What does that future look like as we move into the 2020s? 

Email is poised to continue its gradual upward trajectory resulting from wiser use of the channel, better technology and a wider embrace of data to create emails that consistently aim to help consumers and to meet company objectives at the same time.

Okay, that was a mouthful. But there’s plenty of evidence to support it. Here are five email marketing trends in 2020 that support our optimistic view of email’s future.

  • Personalization will remain a major tactic to connect with customers.
  • Technology is getting smarter and easier to use, but it still needs to serve your objectives, not run the show.
  • Data management will become more important to comply with new laws.
  • Open and click rates are going down. This is not necessarily a bad thing.
  • Email will stay future-proof because it’s more adaptable to change. 
1. Personalization will remain a major tactic to connect with customers.

One reason why personalization will stay a hot trend for years is because we’re nowhere near close to realizing all the potential that personalization done right can offer marketers and customers alike.

STORED DATA ▸

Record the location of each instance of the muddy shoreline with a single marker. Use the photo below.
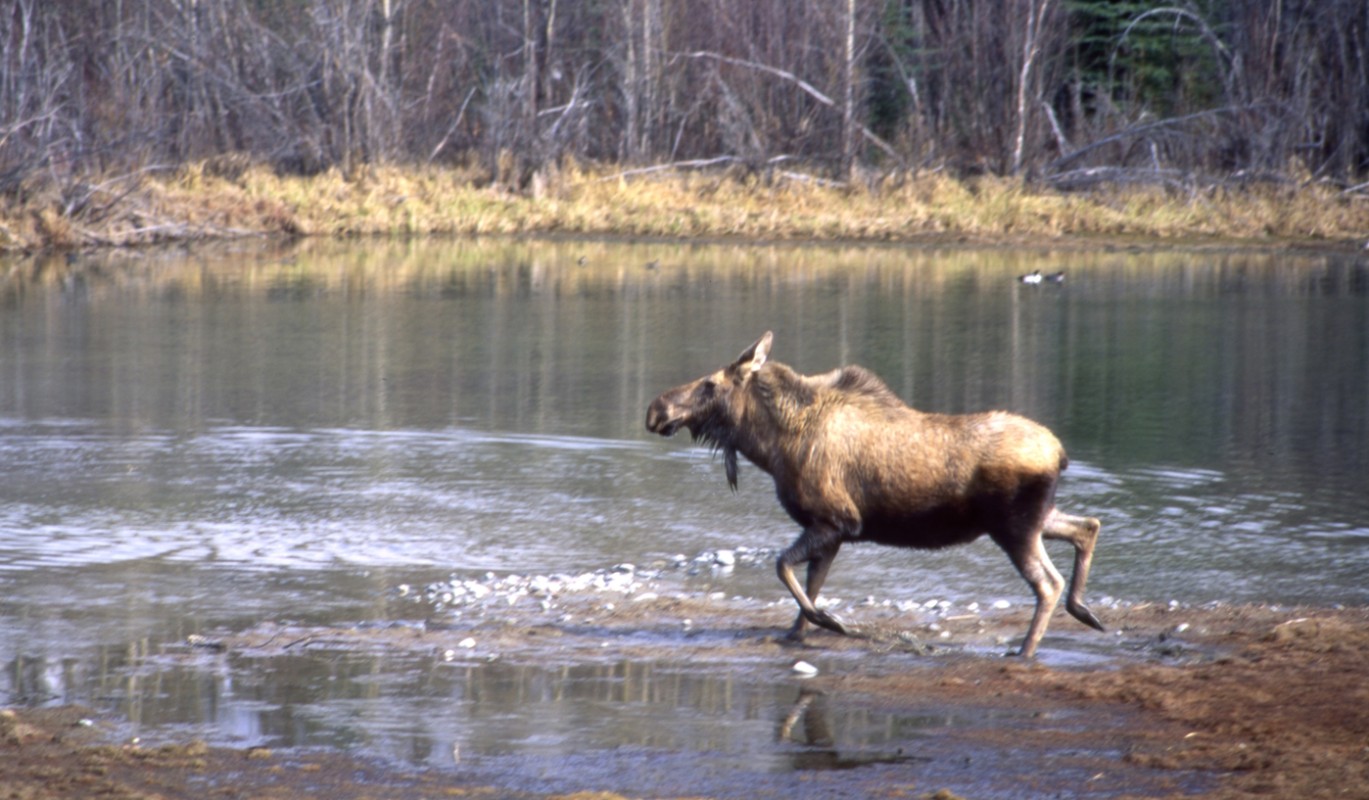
(1213, 702)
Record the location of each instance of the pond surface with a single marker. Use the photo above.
(208, 439)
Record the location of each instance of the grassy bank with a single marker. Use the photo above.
(221, 199)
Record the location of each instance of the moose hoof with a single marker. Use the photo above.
(830, 622)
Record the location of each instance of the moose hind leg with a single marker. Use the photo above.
(817, 547)
(1082, 532)
(1030, 556)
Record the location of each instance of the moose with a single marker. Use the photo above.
(853, 463)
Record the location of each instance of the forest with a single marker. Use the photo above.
(1063, 93)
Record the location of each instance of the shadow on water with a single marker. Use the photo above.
(630, 726)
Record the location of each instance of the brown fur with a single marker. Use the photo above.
(853, 463)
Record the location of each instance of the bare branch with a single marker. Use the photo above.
(808, 89)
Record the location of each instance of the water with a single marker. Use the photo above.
(215, 437)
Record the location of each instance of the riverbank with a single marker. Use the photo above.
(227, 197)
(1216, 702)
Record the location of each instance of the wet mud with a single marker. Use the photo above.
(1175, 702)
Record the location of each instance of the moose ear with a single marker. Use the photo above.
(755, 356)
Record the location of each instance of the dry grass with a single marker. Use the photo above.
(211, 199)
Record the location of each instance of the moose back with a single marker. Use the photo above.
(853, 463)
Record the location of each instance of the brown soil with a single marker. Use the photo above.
(1267, 702)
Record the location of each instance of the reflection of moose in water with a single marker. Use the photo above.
(808, 725)
(853, 463)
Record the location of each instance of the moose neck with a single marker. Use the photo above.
(775, 400)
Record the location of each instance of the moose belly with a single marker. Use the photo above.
(930, 529)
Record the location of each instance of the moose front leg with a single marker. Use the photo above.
(817, 547)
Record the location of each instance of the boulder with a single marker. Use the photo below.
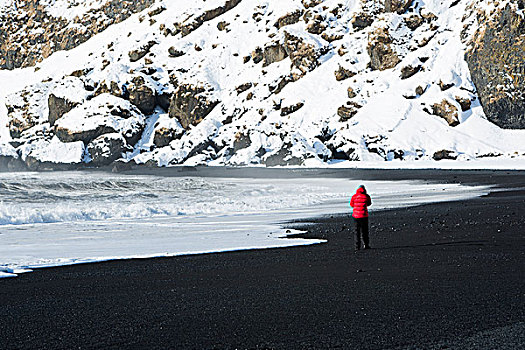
(408, 71)
(289, 18)
(257, 55)
(445, 154)
(141, 95)
(58, 107)
(282, 157)
(304, 56)
(173, 52)
(347, 112)
(241, 141)
(351, 92)
(243, 87)
(343, 73)
(166, 130)
(465, 103)
(273, 53)
(103, 114)
(447, 111)
(413, 22)
(190, 105)
(291, 109)
(107, 148)
(496, 60)
(399, 6)
(137, 54)
(317, 26)
(382, 55)
(362, 20)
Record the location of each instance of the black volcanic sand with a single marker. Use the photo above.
(439, 276)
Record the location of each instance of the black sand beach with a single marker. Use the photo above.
(439, 276)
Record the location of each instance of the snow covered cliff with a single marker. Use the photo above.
(243, 82)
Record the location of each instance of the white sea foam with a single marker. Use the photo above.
(53, 219)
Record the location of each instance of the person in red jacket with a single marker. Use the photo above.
(360, 202)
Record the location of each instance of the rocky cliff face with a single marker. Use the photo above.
(29, 33)
(496, 59)
(240, 82)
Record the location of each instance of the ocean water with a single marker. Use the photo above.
(59, 218)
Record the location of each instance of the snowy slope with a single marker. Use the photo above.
(392, 120)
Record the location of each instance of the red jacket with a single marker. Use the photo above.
(360, 202)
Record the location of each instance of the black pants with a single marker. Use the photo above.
(361, 228)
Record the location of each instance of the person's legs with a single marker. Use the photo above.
(364, 228)
(357, 233)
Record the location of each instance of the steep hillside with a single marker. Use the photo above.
(240, 82)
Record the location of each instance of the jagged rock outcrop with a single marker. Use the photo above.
(27, 39)
(103, 114)
(447, 111)
(496, 60)
(58, 106)
(399, 6)
(190, 105)
(289, 18)
(141, 95)
(382, 55)
(107, 148)
(304, 56)
(348, 111)
(186, 28)
(272, 53)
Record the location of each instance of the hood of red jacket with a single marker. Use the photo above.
(360, 190)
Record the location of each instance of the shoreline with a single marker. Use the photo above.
(439, 275)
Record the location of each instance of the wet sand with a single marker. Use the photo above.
(439, 276)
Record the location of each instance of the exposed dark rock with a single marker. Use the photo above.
(107, 148)
(58, 106)
(156, 11)
(311, 3)
(496, 60)
(443, 86)
(222, 25)
(163, 136)
(420, 90)
(408, 71)
(399, 6)
(241, 141)
(291, 109)
(243, 87)
(343, 73)
(19, 47)
(331, 37)
(137, 54)
(174, 52)
(163, 100)
(257, 55)
(379, 48)
(273, 53)
(283, 157)
(142, 96)
(190, 105)
(289, 18)
(413, 22)
(347, 112)
(447, 111)
(197, 21)
(445, 154)
(303, 56)
(317, 26)
(351, 92)
(465, 103)
(362, 20)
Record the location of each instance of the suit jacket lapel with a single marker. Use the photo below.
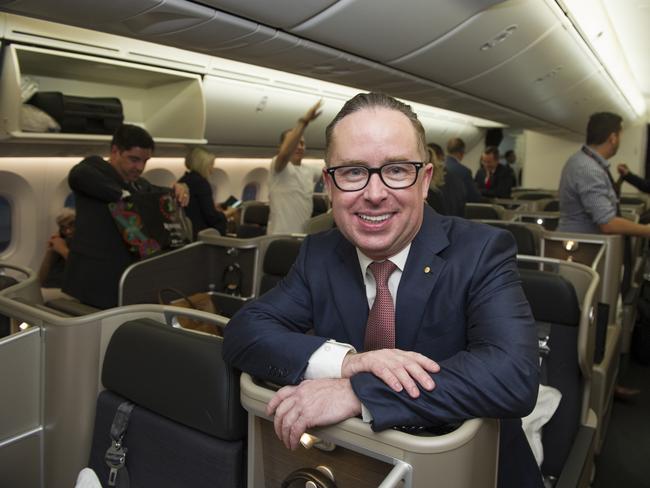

GIVEN PROBLEM ▸
Carry the passage on email marketing trends in 2020 forward, beginning right after its final sentence.

EXERCISE RESPONSE ▸
When Sailthru surveyed marketers for their third annual Retail Personalization Index, they learned 86% of brands sent welcome messages. Okay, not bad. But then they also discovered that only 38% included personalized recommendations in their welcome emails.

Your welcome email can incentivize your customer (lovingly but firmly) to go back to your website and buy something, complete a profile, register for a conference or just ask for more information. Personalization can make that happen.

2. Technology will keep getting smarter and easier to use. But it must serve your objectives, not run the show.

Our landmark report, The Value of Personalization Optimization for Retailers, found that today’s advanced personalization tech platforms are easier to use and require less hands-on IT support to install and integrate with existing systems. 

This trend will continue as vendors work to make their systems as easy and fast to learn as possible. But you still need to be sure the technology you use is getting you the results you need.

Technology like real-time data platforms is the means to an end, not the end in itself. A map showing your nearest store location in your email campaign isn’t just a cool thing to do. It carries out a strategy to improve the customer experience and increase store sales.  

You wouldn’t add dynamic content that replaces an expired offer with up-to-date content just because you could. You do it so you can give customers who missed out on the original offer something else to consider, which can turn a disappointment into a potential sale.

3. Data management will become more important to comply with new laws.

Email regulation is evolving from channel-specific laws like CAN-SPAM to a wider focus on data and its acquisition, management, security, protection and privacy.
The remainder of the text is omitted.